_Textauszug_
------------------------------------------------------------------------

|
„Sackgasse Wachstum“ – Alternativen für unsere Gesellschaft!
|
|
Was brauchen wir wirklich?
|
|
Interview mit Angelika Zahrnt, Autorin des Buches „Die Postwachstumsgesellschaft – neue Konzepte für die Zukunft”
|
|
Zum 4. Mal startet am kommenden Dienstag die SUN-Klimaschutzreihe.
|
Veranstalter sind der Verein S.U.N., der NABU Mosbach, die Kreisgruppe Neckar-Odenwald des BUND und die EAN Energieagentur. Für die Auftaktveranstaltung am 27. September um 19.30 in der Alten Mälzerei konnte die Volkswirtschaftlerin und Mitglied im Rat für nachhaltige Entwicklung Prof. Dr. Angelika Zahrnt gewonnen werden. Die Rhein-Neckar-Zeitung hat sie zum Vortragsthema „Sackgasse Wachstum“ befragt.
|
|
Die Veranstalter der 4. Klimaschutzreihe im NOK wollen „blau machen“ und haben Sie eingeladen, darüber zu sprechen, wie es sich einer Gesellschaft gut leben ließe, die ohne klassisches Wachstum auskommt. Was haben Sie gegen wirtschaftliches Wachstum? Warum soll das eine Sackgasse sein?
|
Für mich ist das Hauptproblem am Wirtschaftswachstum, dass mit der Menge der produzierten Güter und Dienstleistungen auch die Menge an Rohstoffen, an Energie, an Abfall, an Emissionen wächst – und Natur und biologische Vielfalt abnehmen. Wenn wir in den Industrieländern so weiter wirtschaften wie bisher, reichen einfach die Vorräte für künftige Generationen nicht. Und wenn Entwicklungsländer und Schwellenländer wirtschaftlich wachsen, um Armut zu überwinden, dann verschärft sich die Situation. Die bisherigen Hoffnungen, dass wir durch technischen Fortschritt weiter wachsen und trotzdem weniger verbrauchen können, haben sich nicht als realistisch erwiesen.
|
|
In der Süddeutschen Zeitung stand kürzlich zu lesen: „Wider den Hurrapatriotismus der Wachstumsfetischisten“. Das Bruttoinlandsprodukt als ohnehin falsch verstandenes Wohlstandsmaß habe ausgedient. Lässt sich überhaupt bemessen, wie gut es uns geht?
|
Dafür, wie es uns als Gesellschaft geht, gibt es Messgrößen, z.B. in der nationalen Nachhaltigkeitsstrategie. Denn ob es einer Gesellschaft gut geht, hängt eben nicht nur vom Zuwachs am materiellen Reichtum ab, sondern auch davon, wie dieser Reichtum verteilt ist, ob es Kinderarmut oder Altersarmut gibt, wie es mit der Chancengleichheit in der Bildung steht, wie es mit den Lohnunterschieden zwischen Männern und Frauen aussieht oder auch wie sauber die Flüsse und die Luft sind, wie viel Naturvielfalt wir haben. Wie gut es uns individuell geht und ob man einen Glücksindex für die Gesellschaft entwickeln kann, wird zurzeit heftig diskutiert. Alle Befragungen zeigen aber, dass für den Einzelnen vor allem Gesundheit, soziale Beziehungen, materielle Sicherheit, intakte Natur wichtig sind.

------------------------------------------------------------------------

_Aufgabenstellung_
Prüfen Sie, ob die Aussagen (a), (b) und (c) mit dem Interview übereinstimmen, und belegen Sie jede Antwort mit Ja oder Nein und einem wörtlichen Zitat. (a) Die Auftaktveranstaltung findet in der Alten Mälzerei statt. (b) Nach Angelika Zahrnt hat sich die Hoffnung, durch technischen Fortschritt weiter zu wachsen und trotzdem weniger zu verbrauchen, als realistisch erwiesen. (c) Die SUN-Klimaschutzreihe startet zum ersten Mal. Die Datensätze stehen in keinem Zusammenhang mit dem Interview.

[Gespeicherte Einträge]
------------------------------------------------------------------------

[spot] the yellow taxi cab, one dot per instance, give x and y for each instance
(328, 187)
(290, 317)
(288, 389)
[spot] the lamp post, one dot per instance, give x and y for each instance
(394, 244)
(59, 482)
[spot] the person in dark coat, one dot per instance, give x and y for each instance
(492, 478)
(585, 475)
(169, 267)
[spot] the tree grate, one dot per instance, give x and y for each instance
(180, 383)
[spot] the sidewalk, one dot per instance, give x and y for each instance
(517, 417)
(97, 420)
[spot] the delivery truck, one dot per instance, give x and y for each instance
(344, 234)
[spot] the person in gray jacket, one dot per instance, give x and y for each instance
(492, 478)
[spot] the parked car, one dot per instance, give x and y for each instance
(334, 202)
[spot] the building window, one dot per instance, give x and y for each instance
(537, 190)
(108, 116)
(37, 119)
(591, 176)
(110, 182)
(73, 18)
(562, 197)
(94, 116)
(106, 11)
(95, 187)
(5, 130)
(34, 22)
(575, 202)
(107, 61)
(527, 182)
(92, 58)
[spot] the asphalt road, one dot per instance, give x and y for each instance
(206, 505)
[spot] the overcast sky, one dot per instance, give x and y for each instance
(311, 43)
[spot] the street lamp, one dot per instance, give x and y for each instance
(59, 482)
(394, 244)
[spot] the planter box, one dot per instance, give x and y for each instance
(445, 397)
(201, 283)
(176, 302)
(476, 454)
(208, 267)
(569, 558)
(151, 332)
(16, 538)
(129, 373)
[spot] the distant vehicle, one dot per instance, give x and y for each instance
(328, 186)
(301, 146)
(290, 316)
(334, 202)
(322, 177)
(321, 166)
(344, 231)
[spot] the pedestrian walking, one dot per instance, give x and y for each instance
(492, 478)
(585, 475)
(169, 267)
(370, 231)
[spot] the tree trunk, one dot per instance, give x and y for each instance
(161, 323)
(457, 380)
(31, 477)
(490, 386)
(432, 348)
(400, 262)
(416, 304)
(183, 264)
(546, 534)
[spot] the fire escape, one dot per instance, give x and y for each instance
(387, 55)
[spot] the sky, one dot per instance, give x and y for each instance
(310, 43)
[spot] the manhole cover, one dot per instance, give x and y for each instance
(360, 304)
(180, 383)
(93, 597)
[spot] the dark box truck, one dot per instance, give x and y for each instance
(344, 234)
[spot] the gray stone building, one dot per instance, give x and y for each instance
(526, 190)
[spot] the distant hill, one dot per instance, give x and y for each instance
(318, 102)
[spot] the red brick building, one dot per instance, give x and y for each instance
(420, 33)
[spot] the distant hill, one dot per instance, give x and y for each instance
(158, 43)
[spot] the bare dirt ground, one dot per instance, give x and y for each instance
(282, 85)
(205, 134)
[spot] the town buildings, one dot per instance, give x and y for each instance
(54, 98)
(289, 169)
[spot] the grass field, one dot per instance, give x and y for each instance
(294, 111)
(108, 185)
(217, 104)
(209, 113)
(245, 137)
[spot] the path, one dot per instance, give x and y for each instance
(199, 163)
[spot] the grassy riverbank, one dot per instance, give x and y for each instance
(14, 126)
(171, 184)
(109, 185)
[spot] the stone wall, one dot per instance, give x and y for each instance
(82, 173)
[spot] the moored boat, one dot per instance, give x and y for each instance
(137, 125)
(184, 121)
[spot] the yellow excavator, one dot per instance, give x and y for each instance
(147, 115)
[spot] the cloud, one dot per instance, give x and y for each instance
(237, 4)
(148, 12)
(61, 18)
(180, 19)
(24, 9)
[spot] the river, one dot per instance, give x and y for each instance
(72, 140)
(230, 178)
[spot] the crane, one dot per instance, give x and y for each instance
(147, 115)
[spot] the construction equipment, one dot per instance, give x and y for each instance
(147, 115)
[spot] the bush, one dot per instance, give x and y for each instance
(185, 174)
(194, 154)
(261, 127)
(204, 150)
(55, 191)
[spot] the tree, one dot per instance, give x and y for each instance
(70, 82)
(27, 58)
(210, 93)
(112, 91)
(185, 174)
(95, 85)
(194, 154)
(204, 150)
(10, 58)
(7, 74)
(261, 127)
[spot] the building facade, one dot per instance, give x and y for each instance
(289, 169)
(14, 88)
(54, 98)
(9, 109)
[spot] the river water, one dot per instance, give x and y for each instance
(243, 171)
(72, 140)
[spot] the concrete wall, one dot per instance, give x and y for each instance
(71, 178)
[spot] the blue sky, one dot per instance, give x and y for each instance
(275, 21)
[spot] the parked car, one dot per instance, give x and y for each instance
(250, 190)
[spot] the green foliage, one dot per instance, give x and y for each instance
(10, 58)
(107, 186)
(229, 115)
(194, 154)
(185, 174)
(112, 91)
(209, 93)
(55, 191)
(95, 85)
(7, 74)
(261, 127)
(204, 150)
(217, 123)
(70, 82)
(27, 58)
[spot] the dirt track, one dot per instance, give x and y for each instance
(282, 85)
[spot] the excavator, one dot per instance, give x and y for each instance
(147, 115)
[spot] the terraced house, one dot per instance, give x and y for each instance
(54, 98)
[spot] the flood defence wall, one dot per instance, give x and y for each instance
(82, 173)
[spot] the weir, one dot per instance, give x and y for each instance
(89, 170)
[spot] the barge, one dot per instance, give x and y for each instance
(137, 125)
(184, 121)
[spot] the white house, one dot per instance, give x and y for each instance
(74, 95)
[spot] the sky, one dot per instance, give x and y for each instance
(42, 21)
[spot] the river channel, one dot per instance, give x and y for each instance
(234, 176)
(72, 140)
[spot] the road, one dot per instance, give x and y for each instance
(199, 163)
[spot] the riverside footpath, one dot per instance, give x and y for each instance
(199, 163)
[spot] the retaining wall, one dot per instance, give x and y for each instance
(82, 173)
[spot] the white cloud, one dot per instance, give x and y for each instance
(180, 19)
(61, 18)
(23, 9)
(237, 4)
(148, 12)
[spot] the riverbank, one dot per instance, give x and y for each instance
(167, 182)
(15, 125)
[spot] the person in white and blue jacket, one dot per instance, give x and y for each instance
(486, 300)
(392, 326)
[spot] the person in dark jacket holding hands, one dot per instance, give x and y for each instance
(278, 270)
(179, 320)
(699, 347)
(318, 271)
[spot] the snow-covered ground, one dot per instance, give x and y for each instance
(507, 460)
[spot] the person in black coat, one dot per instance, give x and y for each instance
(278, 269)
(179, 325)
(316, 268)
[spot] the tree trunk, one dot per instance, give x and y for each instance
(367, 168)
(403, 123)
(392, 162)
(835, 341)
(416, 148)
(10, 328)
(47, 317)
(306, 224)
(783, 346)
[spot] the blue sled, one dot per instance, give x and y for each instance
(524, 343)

------------------------------------------------------------------------

_Lösung_
(a) Ja: „Für die Auftaktveranstaltung am 27. September um 19.30 in der Alten Mälzerei“
(b) Nein: „haben sich nicht als realistisch erwiesen“
(c) Nein: „Zum 4. Mal startet am kommenden Dienstag die SUN-Klimaschutzreihe.“